> [Exercise brief]
Starting with the line that contains "Target: side window" and continuing through the final line, give these lines as a JSON list of strings, one string per line, with blank lines omitted.

> [Data section]
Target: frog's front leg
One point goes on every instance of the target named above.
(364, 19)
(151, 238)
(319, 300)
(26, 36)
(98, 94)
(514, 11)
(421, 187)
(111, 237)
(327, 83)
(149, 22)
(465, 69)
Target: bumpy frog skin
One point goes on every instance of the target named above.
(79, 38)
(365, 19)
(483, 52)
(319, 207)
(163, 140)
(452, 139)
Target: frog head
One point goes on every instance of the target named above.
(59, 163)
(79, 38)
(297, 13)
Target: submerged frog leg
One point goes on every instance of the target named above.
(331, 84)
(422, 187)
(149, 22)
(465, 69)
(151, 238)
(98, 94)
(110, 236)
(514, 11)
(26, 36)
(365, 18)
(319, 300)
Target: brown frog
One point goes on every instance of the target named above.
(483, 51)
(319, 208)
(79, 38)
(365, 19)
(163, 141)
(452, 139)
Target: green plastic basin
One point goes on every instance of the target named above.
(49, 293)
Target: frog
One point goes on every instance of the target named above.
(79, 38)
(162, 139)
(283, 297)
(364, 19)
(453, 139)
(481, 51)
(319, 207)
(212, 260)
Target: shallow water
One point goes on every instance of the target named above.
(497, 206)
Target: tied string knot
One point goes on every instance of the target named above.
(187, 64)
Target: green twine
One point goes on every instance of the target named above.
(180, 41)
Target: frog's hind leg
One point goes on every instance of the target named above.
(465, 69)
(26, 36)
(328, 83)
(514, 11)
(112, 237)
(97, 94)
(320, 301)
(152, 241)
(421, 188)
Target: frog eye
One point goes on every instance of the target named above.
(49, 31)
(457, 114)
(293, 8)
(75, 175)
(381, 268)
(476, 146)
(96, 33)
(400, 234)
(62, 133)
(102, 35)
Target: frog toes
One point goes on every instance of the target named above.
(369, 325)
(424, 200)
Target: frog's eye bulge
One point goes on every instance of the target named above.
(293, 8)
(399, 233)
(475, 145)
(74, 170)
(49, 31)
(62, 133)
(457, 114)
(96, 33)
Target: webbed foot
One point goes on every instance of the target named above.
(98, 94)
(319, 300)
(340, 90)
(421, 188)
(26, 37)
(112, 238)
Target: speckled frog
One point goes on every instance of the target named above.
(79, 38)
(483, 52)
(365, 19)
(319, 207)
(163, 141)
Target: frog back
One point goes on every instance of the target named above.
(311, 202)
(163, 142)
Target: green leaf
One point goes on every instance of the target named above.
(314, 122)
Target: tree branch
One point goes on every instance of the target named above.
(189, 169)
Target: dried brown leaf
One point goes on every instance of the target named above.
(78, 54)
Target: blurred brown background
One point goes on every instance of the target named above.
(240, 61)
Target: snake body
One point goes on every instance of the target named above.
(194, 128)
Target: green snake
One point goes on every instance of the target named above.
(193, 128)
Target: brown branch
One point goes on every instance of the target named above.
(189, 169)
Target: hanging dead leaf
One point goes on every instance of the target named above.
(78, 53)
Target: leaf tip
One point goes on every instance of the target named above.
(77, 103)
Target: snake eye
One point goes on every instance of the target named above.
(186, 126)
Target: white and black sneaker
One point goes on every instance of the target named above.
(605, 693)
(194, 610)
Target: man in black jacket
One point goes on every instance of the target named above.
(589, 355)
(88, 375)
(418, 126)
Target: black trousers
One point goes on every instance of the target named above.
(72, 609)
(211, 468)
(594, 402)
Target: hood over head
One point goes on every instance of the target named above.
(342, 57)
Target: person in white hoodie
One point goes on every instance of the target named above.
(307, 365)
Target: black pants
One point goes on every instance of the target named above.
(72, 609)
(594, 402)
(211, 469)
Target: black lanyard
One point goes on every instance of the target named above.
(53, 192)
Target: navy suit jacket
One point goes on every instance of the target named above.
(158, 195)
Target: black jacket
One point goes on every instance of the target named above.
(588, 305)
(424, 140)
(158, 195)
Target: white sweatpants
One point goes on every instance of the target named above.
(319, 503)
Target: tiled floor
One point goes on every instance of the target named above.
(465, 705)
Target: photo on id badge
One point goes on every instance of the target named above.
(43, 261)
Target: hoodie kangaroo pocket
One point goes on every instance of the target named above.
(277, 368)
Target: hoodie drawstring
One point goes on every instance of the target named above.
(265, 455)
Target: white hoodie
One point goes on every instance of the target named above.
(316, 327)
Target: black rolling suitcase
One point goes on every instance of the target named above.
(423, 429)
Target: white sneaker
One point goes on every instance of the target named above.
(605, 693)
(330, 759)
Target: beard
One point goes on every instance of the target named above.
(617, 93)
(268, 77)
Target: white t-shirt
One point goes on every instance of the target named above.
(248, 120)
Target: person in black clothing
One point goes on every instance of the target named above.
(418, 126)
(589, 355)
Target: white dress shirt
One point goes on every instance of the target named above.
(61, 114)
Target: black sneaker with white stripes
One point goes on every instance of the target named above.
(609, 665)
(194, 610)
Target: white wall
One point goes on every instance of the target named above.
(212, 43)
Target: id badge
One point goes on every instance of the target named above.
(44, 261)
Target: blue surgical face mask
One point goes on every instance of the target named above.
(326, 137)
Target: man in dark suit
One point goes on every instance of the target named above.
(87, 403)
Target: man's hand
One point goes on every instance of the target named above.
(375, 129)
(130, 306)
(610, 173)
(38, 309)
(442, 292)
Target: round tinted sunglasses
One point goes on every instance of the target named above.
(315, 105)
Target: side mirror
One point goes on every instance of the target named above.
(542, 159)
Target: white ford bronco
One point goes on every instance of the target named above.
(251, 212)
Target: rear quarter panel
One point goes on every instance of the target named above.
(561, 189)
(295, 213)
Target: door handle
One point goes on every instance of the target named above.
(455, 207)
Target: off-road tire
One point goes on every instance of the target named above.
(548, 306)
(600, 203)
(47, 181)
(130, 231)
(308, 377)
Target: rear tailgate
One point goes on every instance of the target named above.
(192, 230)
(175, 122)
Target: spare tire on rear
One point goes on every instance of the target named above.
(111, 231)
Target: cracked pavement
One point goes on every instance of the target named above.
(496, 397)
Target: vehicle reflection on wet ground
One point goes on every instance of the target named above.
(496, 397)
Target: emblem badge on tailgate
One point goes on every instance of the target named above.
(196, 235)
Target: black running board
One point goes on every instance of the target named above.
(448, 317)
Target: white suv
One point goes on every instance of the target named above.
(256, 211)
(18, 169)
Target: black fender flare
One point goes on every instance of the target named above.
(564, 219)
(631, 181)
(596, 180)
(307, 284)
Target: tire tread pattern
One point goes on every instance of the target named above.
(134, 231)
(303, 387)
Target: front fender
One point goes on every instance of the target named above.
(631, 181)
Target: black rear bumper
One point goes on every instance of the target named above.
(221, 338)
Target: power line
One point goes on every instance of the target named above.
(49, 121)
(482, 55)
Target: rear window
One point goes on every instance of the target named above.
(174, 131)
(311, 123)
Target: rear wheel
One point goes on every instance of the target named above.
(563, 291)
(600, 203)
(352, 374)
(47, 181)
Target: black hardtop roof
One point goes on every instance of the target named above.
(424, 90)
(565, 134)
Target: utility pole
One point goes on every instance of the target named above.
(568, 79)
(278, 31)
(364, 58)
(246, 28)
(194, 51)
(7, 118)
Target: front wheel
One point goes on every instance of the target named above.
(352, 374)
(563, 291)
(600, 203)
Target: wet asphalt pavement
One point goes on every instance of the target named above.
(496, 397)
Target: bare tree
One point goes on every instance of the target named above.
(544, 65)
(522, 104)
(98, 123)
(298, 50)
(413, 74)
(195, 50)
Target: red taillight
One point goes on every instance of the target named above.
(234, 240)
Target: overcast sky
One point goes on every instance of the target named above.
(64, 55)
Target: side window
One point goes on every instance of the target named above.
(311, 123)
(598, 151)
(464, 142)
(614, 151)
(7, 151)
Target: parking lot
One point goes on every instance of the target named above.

> [Complete response]
[
  "Target: side window",
  "One point goes on every instance of the target named above.",
  "(311, 123)",
  "(598, 151)",
  "(464, 142)",
  "(614, 151)",
  "(7, 151)",
  "Target: parking lot",
  "One point goes on every instance of the target named above."
]